PROBLEM STATEMENT
Images appear in the records below; leave them out and repeat everything else exactly.

DATA LISTING

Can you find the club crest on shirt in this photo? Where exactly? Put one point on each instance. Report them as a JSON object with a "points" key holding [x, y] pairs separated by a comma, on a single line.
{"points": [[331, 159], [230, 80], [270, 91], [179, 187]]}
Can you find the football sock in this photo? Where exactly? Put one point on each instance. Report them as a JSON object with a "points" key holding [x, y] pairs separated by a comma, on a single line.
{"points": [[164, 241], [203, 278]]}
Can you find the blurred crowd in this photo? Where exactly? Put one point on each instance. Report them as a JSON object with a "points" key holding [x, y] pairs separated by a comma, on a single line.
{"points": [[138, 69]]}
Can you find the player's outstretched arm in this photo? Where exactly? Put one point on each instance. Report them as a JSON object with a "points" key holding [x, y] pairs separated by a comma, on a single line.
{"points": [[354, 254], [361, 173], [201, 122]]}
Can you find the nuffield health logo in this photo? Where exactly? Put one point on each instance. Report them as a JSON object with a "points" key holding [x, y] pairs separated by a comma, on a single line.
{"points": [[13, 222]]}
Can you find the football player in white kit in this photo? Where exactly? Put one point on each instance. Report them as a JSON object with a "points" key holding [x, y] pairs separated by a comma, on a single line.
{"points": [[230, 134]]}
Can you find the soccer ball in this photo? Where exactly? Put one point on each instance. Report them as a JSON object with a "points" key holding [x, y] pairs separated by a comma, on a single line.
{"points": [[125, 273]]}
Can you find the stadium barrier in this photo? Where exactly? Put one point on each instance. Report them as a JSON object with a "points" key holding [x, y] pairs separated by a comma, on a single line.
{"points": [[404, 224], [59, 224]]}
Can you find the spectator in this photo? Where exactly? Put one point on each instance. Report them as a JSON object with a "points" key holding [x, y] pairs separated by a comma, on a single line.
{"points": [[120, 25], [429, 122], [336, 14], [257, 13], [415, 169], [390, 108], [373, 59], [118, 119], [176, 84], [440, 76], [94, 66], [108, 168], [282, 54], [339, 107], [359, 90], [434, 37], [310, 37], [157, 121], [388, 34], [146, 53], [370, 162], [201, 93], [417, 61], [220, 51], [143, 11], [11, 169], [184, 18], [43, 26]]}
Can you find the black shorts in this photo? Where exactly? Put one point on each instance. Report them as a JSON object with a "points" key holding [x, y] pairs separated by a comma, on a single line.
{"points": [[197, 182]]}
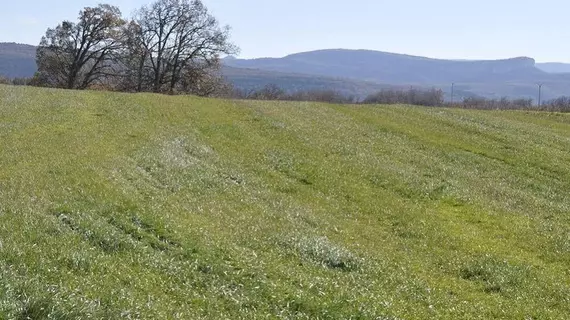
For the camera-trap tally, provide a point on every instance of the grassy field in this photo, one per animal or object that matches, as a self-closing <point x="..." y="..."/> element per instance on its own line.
<point x="157" y="207"/>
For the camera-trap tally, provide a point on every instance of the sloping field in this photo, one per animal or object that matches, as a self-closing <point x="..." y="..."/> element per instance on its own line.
<point x="157" y="207"/>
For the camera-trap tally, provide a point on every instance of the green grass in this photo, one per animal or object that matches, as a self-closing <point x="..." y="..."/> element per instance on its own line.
<point x="158" y="207"/>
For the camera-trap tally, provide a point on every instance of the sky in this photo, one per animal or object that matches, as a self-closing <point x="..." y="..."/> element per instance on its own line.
<point x="460" y="29"/>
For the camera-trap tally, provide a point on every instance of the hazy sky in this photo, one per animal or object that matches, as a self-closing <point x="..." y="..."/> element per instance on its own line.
<point x="468" y="29"/>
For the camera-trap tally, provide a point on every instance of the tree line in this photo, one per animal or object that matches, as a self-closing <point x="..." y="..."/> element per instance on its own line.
<point x="166" y="47"/>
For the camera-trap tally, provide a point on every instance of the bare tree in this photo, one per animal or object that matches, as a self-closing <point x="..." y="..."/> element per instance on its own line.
<point x="75" y="55"/>
<point x="176" y="36"/>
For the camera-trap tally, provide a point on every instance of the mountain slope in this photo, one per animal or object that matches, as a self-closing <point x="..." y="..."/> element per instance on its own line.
<point x="17" y="60"/>
<point x="395" y="68"/>
<point x="554" y="67"/>
<point x="163" y="207"/>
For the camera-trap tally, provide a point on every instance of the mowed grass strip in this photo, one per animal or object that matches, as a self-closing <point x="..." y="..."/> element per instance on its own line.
<point x="158" y="207"/>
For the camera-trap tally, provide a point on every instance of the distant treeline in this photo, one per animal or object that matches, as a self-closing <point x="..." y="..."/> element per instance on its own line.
<point x="418" y="97"/>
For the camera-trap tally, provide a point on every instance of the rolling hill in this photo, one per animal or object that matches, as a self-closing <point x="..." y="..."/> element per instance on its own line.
<point x="514" y="78"/>
<point x="17" y="60"/>
<point x="361" y="72"/>
<point x="176" y="207"/>
<point x="554" y="67"/>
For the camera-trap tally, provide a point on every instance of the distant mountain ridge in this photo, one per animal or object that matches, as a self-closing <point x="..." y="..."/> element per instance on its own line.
<point x="394" y="68"/>
<point x="361" y="72"/>
<point x="554" y="67"/>
<point x="17" y="60"/>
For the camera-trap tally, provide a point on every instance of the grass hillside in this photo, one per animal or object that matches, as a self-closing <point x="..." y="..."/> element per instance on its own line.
<point x="158" y="207"/>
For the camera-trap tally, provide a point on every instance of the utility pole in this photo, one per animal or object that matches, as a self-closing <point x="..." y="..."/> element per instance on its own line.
<point x="539" y="94"/>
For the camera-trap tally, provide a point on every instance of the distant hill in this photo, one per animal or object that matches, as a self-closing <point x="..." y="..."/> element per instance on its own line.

PROBLEM SOLUTION
Can you find the club crest on shirt in this photo? Where exactly? Put one point on each instance. Report them as a JSON object with a "points" key holding [x, y] pairs separated by a comma, on a single line.
{"points": [[331, 159], [230, 80], [270, 91], [179, 187]]}
Can you find the football sock in this photo? Where exactly? Put one point on each instance. Report them as a JSON object with a "points" key holding [x, y] pairs separated by a comma, on a single line.
{"points": [[164, 241], [203, 278]]}
Can you find the blurred crowd in this photo? Where exactly? Put one point on each instance. Report them as a JSON object with a "points" key holding [x, y] pairs separated by a comma, on a single line.
{"points": [[138, 69]]}
Can you find the player's outstretched arm in this photo? Where exactly? Put one point on each instance. Report them as a JSON object with a "points" key holding [x, y] pairs separated by a comma, on a single line.
{"points": [[354, 254], [361, 173], [201, 122]]}
Can you find the nuffield health logo in this photo? Where exactly? Put one point on each instance. Report them as a JSON object with a "points" key holding [x, y] pairs separated by a comma, on a single line.
{"points": [[13, 222]]}
Can you find the football player in white kit in this photo? Where exactly? Put one point on each instance. Report them as a JSON object with a "points" key holding [x, y] pairs separated by a comma, on a single line.
{"points": [[230, 134]]}
Can you find the soccer ball in this photo? Where exactly? Put one point on each instance. Report them as a JSON object with a "points" key holding [x, y] pairs separated by a comma, on a single line.
{"points": [[125, 273]]}
Can you find the stadium barrier in this photo? Where exactly? Put one point on each instance. Report them as a JSON object with a "points" key holding [x, y] pairs separated by a comma, on a single line.
{"points": [[404, 224], [59, 224]]}
Can you find the spectator in this photo? Where exactly? Put one point on each instance. Report them as a JSON object with a "points" key holding [x, y] pairs separated by a comma, on a single line.
{"points": [[120, 25], [429, 122], [336, 14], [257, 13], [415, 169], [390, 108], [373, 59], [118, 119], [176, 84], [440, 76], [94, 66], [108, 168], [282, 54], [339, 107], [359, 90], [434, 37], [310, 37], [157, 121], [388, 34], [146, 53], [370, 162], [201, 93], [417, 61], [220, 51], [143, 11], [11, 169], [184, 18], [43, 26]]}
Can you find the black shorts in this photo? Where exactly? Put one point on each instance. Report them as a JSON object with a "points" key holding [x, y] pairs separated by a comma, on a single line.
{"points": [[197, 182]]}
For the camera-trap tally, provide a point on every instance of the grassy field in this photo, one per animal or object that matches, as a self-closing <point x="..." y="..."/> element per instance on its own line.
<point x="157" y="207"/>
For the camera-trap tally, provide a point on every instance of the sloping field in this photo, one per animal or object that matches, as a self-closing <point x="..." y="..."/> element per instance on its own line.
<point x="157" y="207"/>
For the camera-trap tally, provide a point on every instance of the green grass in this photo, one per animal or object that matches, as a self-closing <point x="..." y="..."/> element per instance on its own line.
<point x="158" y="207"/>
For the camera-trap tally, provide a point on every instance of the sky in this photo, one per animal or object that matches, as a self-closing <point x="..." y="..."/> element per instance on its own line.
<point x="460" y="29"/>
For the camera-trap tally, provide a point on every instance of the hazy sky in this photo, one per animal or object that matches, as a self-closing <point x="..." y="..."/> element per instance on its own line.
<point x="468" y="29"/>
For the camera-trap tally, provide a point on every instance of the tree line in this photo, one per animal or object that matches, as a self-closing <point x="..." y="..."/> element per instance on its own line.
<point x="166" y="47"/>
For the camera-trap tally, provide a point on every instance of the bare tree in this photo, one per animal or object that matches, as a self-closing <point x="..." y="..."/> element per instance on its own line.
<point x="75" y="55"/>
<point x="176" y="36"/>
For the camera-trap tally, provide a point on every instance of the mountain slope in this photo, one per animal or object that matches, as a self-closing <point x="..." y="..."/> element per instance on its own line.
<point x="17" y="60"/>
<point x="395" y="68"/>
<point x="554" y="67"/>
<point x="163" y="207"/>
For the camera-trap tally, provide a point on every instance of the mowed grass strip in this photo, one per animal or object that matches, as a self-closing <point x="..." y="..."/> element per instance on its own line.
<point x="158" y="207"/>
For the camera-trap tally, provide a point on every instance of the distant treeline in this photo, one per animal or object that matches, as a self-closing <point x="..." y="..."/> element per instance on its own line.
<point x="418" y="97"/>
For the camera-trap tally, provide a point on every instance of the rolling hill in this photo, one per animal or object that matches, as a self-closing <point x="..." y="..."/> element per instance on its own line.
<point x="514" y="78"/>
<point x="17" y="60"/>
<point x="361" y="72"/>
<point x="176" y="207"/>
<point x="554" y="67"/>
For the camera-trap tally, provide a point on every instance of the distant mountain ridge in this photo, one per animal or object that matches, as a self-closing <point x="..." y="..."/> element per instance on its own line.
<point x="394" y="68"/>
<point x="361" y="72"/>
<point x="554" y="67"/>
<point x="17" y="60"/>
For the camera-trap tally, provide a point on every instance of the grass hillside in this photo, one per animal or object that matches, as a self-closing <point x="..." y="..."/> element per instance on its own line.
<point x="158" y="207"/>
For the camera-trap tally, provide a point on every instance of the utility pole in this photo, one per animal or object that matches, as a self-closing <point x="..." y="..."/> element per instance on its own line.
<point x="539" y="94"/>
For the camera-trap tally, provide a point on every instance of the distant hill in this photo, one per animal or object that matches, as a self-closing <point x="..." y="..."/> element per instance on its own line.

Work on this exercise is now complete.